- _OBJECTIVE_:
Give every line of the records below as a Markdown table with two columns, Row and Line. Number the rows in order, omit blank lines, and leave the pictures out of the answer.

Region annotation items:
......

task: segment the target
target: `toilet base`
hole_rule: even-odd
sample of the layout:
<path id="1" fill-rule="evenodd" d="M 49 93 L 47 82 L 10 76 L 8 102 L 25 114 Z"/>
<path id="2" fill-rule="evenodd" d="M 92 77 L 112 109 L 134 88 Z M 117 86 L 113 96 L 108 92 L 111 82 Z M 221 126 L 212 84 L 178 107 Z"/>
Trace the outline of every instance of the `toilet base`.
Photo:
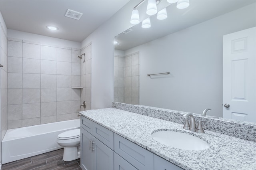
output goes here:
<path id="1" fill-rule="evenodd" d="M 63 153 L 64 161 L 71 161 L 80 158 L 80 145 L 75 147 L 64 147 Z"/>

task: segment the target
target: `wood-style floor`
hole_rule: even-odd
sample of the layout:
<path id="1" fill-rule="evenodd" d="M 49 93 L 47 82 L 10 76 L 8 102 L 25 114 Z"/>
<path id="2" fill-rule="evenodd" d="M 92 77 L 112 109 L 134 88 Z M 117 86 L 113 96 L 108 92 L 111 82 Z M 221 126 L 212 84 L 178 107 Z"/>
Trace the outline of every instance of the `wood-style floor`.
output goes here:
<path id="1" fill-rule="evenodd" d="M 80 159 L 62 160 L 63 149 L 54 150 L 2 165 L 1 170 L 82 170 Z"/>

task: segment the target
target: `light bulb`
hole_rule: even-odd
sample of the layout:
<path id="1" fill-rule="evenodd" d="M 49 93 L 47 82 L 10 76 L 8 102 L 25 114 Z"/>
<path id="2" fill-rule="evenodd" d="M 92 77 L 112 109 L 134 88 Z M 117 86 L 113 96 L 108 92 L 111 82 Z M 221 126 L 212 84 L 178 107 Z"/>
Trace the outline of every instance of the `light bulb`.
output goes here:
<path id="1" fill-rule="evenodd" d="M 146 13 L 148 15 L 154 15 L 157 12 L 156 0 L 148 0 Z"/>
<path id="2" fill-rule="evenodd" d="M 166 8 L 164 8 L 161 10 L 158 11 L 157 13 L 157 16 L 156 17 L 156 18 L 158 20 L 164 20 L 167 18 L 167 13 L 166 12 Z"/>
<path id="3" fill-rule="evenodd" d="M 131 24 L 138 24 L 140 23 L 139 11 L 135 9 L 133 10 L 132 12 L 130 22 Z"/>
<path id="4" fill-rule="evenodd" d="M 151 27 L 150 19 L 149 18 L 149 17 L 143 20 L 141 27 L 143 28 L 148 28 Z"/>
<path id="5" fill-rule="evenodd" d="M 176 3 L 178 2 L 178 0 L 167 0 L 167 2 L 171 4 L 173 4 L 174 3 Z"/>
<path id="6" fill-rule="evenodd" d="M 177 8 L 184 9 L 189 6 L 188 0 L 179 0 L 177 2 Z"/>

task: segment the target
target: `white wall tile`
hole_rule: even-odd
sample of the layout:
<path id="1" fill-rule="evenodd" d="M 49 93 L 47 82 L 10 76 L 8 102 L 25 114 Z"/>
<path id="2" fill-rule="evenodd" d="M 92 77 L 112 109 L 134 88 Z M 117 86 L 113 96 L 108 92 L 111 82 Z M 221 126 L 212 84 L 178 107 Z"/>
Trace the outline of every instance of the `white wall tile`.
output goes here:
<path id="1" fill-rule="evenodd" d="M 58 88 L 71 87 L 71 76 L 66 75 L 57 75 L 57 87 Z"/>
<path id="2" fill-rule="evenodd" d="M 42 103 L 41 103 L 41 117 L 56 115 L 57 115 L 57 102 Z"/>
<path id="3" fill-rule="evenodd" d="M 57 89 L 41 89 L 41 102 L 57 101 Z"/>
<path id="4" fill-rule="evenodd" d="M 57 89 L 57 101 L 69 101 L 71 100 L 71 89 L 58 88 Z"/>
<path id="5" fill-rule="evenodd" d="M 71 113 L 77 113 L 78 112 L 80 112 L 80 100 L 71 101 Z M 77 114 L 76 115 L 77 115 Z"/>
<path id="6" fill-rule="evenodd" d="M 22 105 L 8 105 L 7 107 L 7 121 L 21 120 Z"/>
<path id="7" fill-rule="evenodd" d="M 22 104 L 40 103 L 40 89 L 23 89 Z"/>
<path id="8" fill-rule="evenodd" d="M 86 74 L 92 73 L 92 59 L 86 61 L 85 68 L 86 69 Z"/>
<path id="9" fill-rule="evenodd" d="M 8 73 L 8 89 L 21 89 L 22 85 L 22 74 L 21 73 Z"/>
<path id="10" fill-rule="evenodd" d="M 8 129 L 21 127 L 22 127 L 22 121 L 21 120 L 7 122 L 7 128 Z"/>
<path id="11" fill-rule="evenodd" d="M 124 67 L 128 67 L 132 65 L 132 56 L 126 57 L 124 58 Z"/>
<path id="12" fill-rule="evenodd" d="M 41 76 L 40 74 L 22 74 L 22 88 L 40 88 Z"/>
<path id="13" fill-rule="evenodd" d="M 22 73 L 22 58 L 8 57 L 8 73 Z"/>
<path id="14" fill-rule="evenodd" d="M 40 74 L 41 60 L 30 58 L 22 59 L 22 73 Z"/>
<path id="15" fill-rule="evenodd" d="M 41 63 L 42 74 L 57 74 L 57 61 L 42 60 Z"/>
<path id="16" fill-rule="evenodd" d="M 71 61 L 72 63 L 81 63 L 81 59 L 78 56 L 81 54 L 81 51 L 76 50 L 71 50 Z"/>
<path id="17" fill-rule="evenodd" d="M 57 48 L 57 61 L 71 62 L 71 50 Z"/>
<path id="18" fill-rule="evenodd" d="M 57 75 L 41 74 L 41 88 L 57 88 Z"/>
<path id="19" fill-rule="evenodd" d="M 72 63 L 71 75 L 80 75 L 81 69 L 80 63 Z"/>
<path id="20" fill-rule="evenodd" d="M 56 121 L 57 121 L 56 115 L 41 117 L 41 124 L 52 123 Z"/>
<path id="21" fill-rule="evenodd" d="M 40 117 L 40 104 L 22 104 L 22 119 Z"/>
<path id="22" fill-rule="evenodd" d="M 80 76 L 71 75 L 71 87 L 80 86 Z"/>
<path id="23" fill-rule="evenodd" d="M 63 115 L 71 113 L 71 101 L 57 102 L 57 115 Z"/>
<path id="24" fill-rule="evenodd" d="M 71 119 L 71 113 L 57 115 L 57 121 L 60 122 L 61 121 L 68 121 Z"/>
<path id="25" fill-rule="evenodd" d="M 22 44 L 21 42 L 8 41 L 8 56 L 22 57 Z"/>
<path id="26" fill-rule="evenodd" d="M 90 103 L 91 100 L 91 89 L 90 88 L 85 88 L 85 101 Z"/>
<path id="27" fill-rule="evenodd" d="M 7 89 L 8 87 L 7 72 L 2 69 L 0 69 L 0 72 L 1 72 L 0 73 L 1 75 L 1 83 L 0 83 L 1 88 Z"/>
<path id="28" fill-rule="evenodd" d="M 41 59 L 57 61 L 57 48 L 42 45 L 41 46 Z"/>
<path id="29" fill-rule="evenodd" d="M 91 87 L 92 74 L 88 74 L 85 75 L 85 87 L 86 88 Z"/>
<path id="30" fill-rule="evenodd" d="M 37 125 L 40 125 L 40 123 L 41 118 L 40 117 L 22 120 L 22 127 Z"/>
<path id="31" fill-rule="evenodd" d="M 41 45 L 32 43 L 22 44 L 22 57 L 23 58 L 41 59 Z"/>
<path id="32" fill-rule="evenodd" d="M 80 89 L 71 89 L 71 100 L 80 100 Z"/>
<path id="33" fill-rule="evenodd" d="M 7 91 L 8 105 L 16 105 L 22 103 L 22 89 L 8 89 Z"/>
<path id="34" fill-rule="evenodd" d="M 71 63 L 57 61 L 57 74 L 62 75 L 71 75 Z"/>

......

- _EXPECTED ANSWER_:
| Row | Line |
|---|---|
| 1 | task: segment the target |
| 2 | target: `toilet base` |
| 3 | hole_rule: even-odd |
| 4 | sample of the layout: |
| 5 | <path id="1" fill-rule="evenodd" d="M 49 93 L 47 82 L 10 76 L 8 102 L 25 114 Z"/> |
| 6 | <path id="2" fill-rule="evenodd" d="M 92 77 L 112 109 L 134 88 Z M 117 86 L 113 96 L 108 92 L 111 82 Z M 221 126 L 212 84 L 178 107 Z"/> |
| 7 | Trace the outline of every instance of the `toilet base`. |
| 8 | Photo: |
| 9 | output goes here: |
| 10 | <path id="1" fill-rule="evenodd" d="M 63 153 L 64 161 L 71 161 L 80 158 L 80 145 L 75 147 L 64 147 Z"/> |
| 11 | task: segment the target |
| 12 | target: `wood-style floor` |
| 13 | hole_rule: even-odd |
| 14 | sample of the layout: |
| 15 | <path id="1" fill-rule="evenodd" d="M 49 93 L 47 82 L 10 76 L 8 102 L 25 114 Z"/> |
| 16 | <path id="2" fill-rule="evenodd" d="M 92 77 L 112 109 L 134 88 Z M 117 86 L 113 96 L 108 92 L 111 82 Z M 221 126 L 212 84 L 178 107 Z"/> |
| 17 | Trace the outline of every instance of the `wood-style floor`. |
| 18 | output goes here: |
| 19 | <path id="1" fill-rule="evenodd" d="M 80 159 L 62 160 L 63 149 L 54 150 L 2 165 L 1 170 L 82 170 Z"/> |
| 20 | task: segment the target |
| 21 | target: `light bulb` |
| 22 | hole_rule: even-odd |
| 23 | sample of the layout: |
| 24 | <path id="1" fill-rule="evenodd" d="M 49 93 L 47 82 L 10 76 L 8 102 L 25 114 Z"/> |
| 25 | <path id="2" fill-rule="evenodd" d="M 92 77 L 112 109 L 134 88 Z M 117 86 L 113 96 L 108 92 L 111 82 Z M 221 126 L 212 84 L 178 107 Z"/> |
| 26 | Trace the outline of every instance of the `light bulb`. |
| 27 | output goes here: |
| 28 | <path id="1" fill-rule="evenodd" d="M 146 13 L 148 15 L 154 15 L 157 12 L 156 0 L 148 0 Z"/> |
| 29 | <path id="2" fill-rule="evenodd" d="M 166 8 L 164 8 L 161 10 L 158 11 L 157 13 L 157 16 L 156 17 L 156 18 L 158 20 L 164 20 L 167 18 L 167 13 L 166 12 Z"/> |
| 30 | <path id="3" fill-rule="evenodd" d="M 131 24 L 138 24 L 140 23 L 139 11 L 135 9 L 133 10 L 132 12 L 130 22 Z"/> |
| 31 | <path id="4" fill-rule="evenodd" d="M 151 27 L 150 19 L 149 18 L 149 17 L 143 20 L 141 27 L 143 28 L 148 28 Z"/> |
| 32 | <path id="5" fill-rule="evenodd" d="M 176 3 L 178 2 L 178 0 L 167 0 L 167 2 L 171 4 L 173 4 L 174 3 Z"/> |
| 33 | <path id="6" fill-rule="evenodd" d="M 177 8 L 184 9 L 189 6 L 188 0 L 179 0 L 177 2 Z"/> |
| 34 | task: segment the target |
| 35 | target: `white wall tile` |
| 36 | hole_rule: even-odd |
| 37 | sample of the layout: |
| 38 | <path id="1" fill-rule="evenodd" d="M 49 93 L 47 82 L 10 76 L 8 102 L 25 114 Z"/> |
| 39 | <path id="2" fill-rule="evenodd" d="M 92 77 L 112 109 L 134 88 Z M 117 86 L 113 96 L 108 92 L 111 82 Z M 221 126 L 212 84 L 178 107 Z"/> |
| 40 | Trace the outline of every instance of the `white wall tile`. |
| 41 | output goes here: |
| 42 | <path id="1" fill-rule="evenodd" d="M 58 88 L 71 87 L 71 76 L 66 75 L 57 75 L 57 87 Z"/> |
| 43 | <path id="2" fill-rule="evenodd" d="M 42 103 L 41 103 L 41 117 L 56 115 L 57 115 L 57 102 Z"/> |
| 44 | <path id="3" fill-rule="evenodd" d="M 57 89 L 41 89 L 41 102 L 57 101 Z"/> |
| 45 | <path id="4" fill-rule="evenodd" d="M 57 89 L 57 101 L 69 101 L 71 100 L 71 89 L 58 88 Z"/> |
| 46 | <path id="5" fill-rule="evenodd" d="M 71 113 L 77 113 L 78 112 L 80 112 L 80 100 L 71 101 Z M 77 114 L 76 115 L 77 115 Z"/> |
| 47 | <path id="6" fill-rule="evenodd" d="M 22 105 L 8 105 L 7 107 L 7 121 L 21 120 Z"/> |
| 48 | <path id="7" fill-rule="evenodd" d="M 22 104 L 40 103 L 40 89 L 23 89 Z"/> |
| 49 | <path id="8" fill-rule="evenodd" d="M 86 74 L 92 73 L 92 59 L 86 61 L 85 68 L 86 69 Z"/> |
| 50 | <path id="9" fill-rule="evenodd" d="M 8 73 L 8 89 L 21 89 L 22 85 L 22 74 L 21 73 Z"/> |
| 51 | <path id="10" fill-rule="evenodd" d="M 8 129 L 21 127 L 22 127 L 22 121 L 21 120 L 7 122 L 7 128 Z"/> |
| 52 | <path id="11" fill-rule="evenodd" d="M 124 67 L 128 67 L 132 65 L 132 56 L 126 57 L 124 58 Z"/> |
| 53 | <path id="12" fill-rule="evenodd" d="M 41 76 L 40 74 L 22 74 L 22 88 L 40 88 Z"/> |
| 54 | <path id="13" fill-rule="evenodd" d="M 22 73 L 22 58 L 8 57 L 8 73 Z"/> |
| 55 | <path id="14" fill-rule="evenodd" d="M 40 74 L 41 60 L 30 58 L 22 59 L 22 73 Z"/> |
| 56 | <path id="15" fill-rule="evenodd" d="M 41 63 L 42 74 L 57 74 L 57 61 L 42 60 Z"/> |
| 57 | <path id="16" fill-rule="evenodd" d="M 71 61 L 72 63 L 81 63 L 81 59 L 78 56 L 81 54 L 81 51 L 76 50 L 71 50 Z"/> |
| 58 | <path id="17" fill-rule="evenodd" d="M 57 48 L 57 61 L 71 62 L 71 50 Z"/> |
| 59 | <path id="18" fill-rule="evenodd" d="M 57 75 L 41 74 L 41 88 L 57 88 Z"/> |
| 60 | <path id="19" fill-rule="evenodd" d="M 72 63 L 71 75 L 80 75 L 81 69 L 80 63 Z"/> |
| 61 | <path id="20" fill-rule="evenodd" d="M 56 121 L 57 121 L 56 115 L 41 117 L 41 124 L 52 123 Z"/> |
| 62 | <path id="21" fill-rule="evenodd" d="M 40 117 L 40 104 L 22 104 L 22 119 Z"/> |
| 63 | <path id="22" fill-rule="evenodd" d="M 80 76 L 71 75 L 71 87 L 80 86 Z"/> |
| 64 | <path id="23" fill-rule="evenodd" d="M 63 115 L 71 113 L 71 101 L 57 102 L 57 115 Z"/> |
| 65 | <path id="24" fill-rule="evenodd" d="M 71 119 L 71 113 L 57 115 L 57 121 L 60 122 L 61 121 L 68 121 Z"/> |
| 66 | <path id="25" fill-rule="evenodd" d="M 22 44 L 21 42 L 8 41 L 8 56 L 22 57 Z"/> |
| 67 | <path id="26" fill-rule="evenodd" d="M 90 103 L 91 100 L 91 89 L 90 88 L 85 88 L 85 101 Z"/> |
| 68 | <path id="27" fill-rule="evenodd" d="M 7 89 L 8 87 L 7 72 L 2 69 L 0 69 L 0 72 L 1 72 L 0 73 L 1 75 L 1 83 L 0 83 L 1 88 Z"/> |
| 69 | <path id="28" fill-rule="evenodd" d="M 41 59 L 57 61 L 57 48 L 42 45 L 41 46 Z"/> |
| 70 | <path id="29" fill-rule="evenodd" d="M 91 87 L 92 74 L 88 74 L 85 75 L 85 87 L 86 88 Z"/> |
| 71 | <path id="30" fill-rule="evenodd" d="M 37 125 L 40 125 L 40 123 L 41 118 L 40 117 L 22 120 L 22 127 Z"/> |
| 72 | <path id="31" fill-rule="evenodd" d="M 41 45 L 32 43 L 22 44 L 22 57 L 23 58 L 41 59 Z"/> |
| 73 | <path id="32" fill-rule="evenodd" d="M 80 89 L 71 89 L 71 100 L 80 100 Z"/> |
| 74 | <path id="33" fill-rule="evenodd" d="M 7 91 L 8 105 L 16 105 L 22 103 L 22 89 L 8 89 Z"/> |
| 75 | <path id="34" fill-rule="evenodd" d="M 71 63 L 57 61 L 57 74 L 62 75 L 71 75 Z"/> |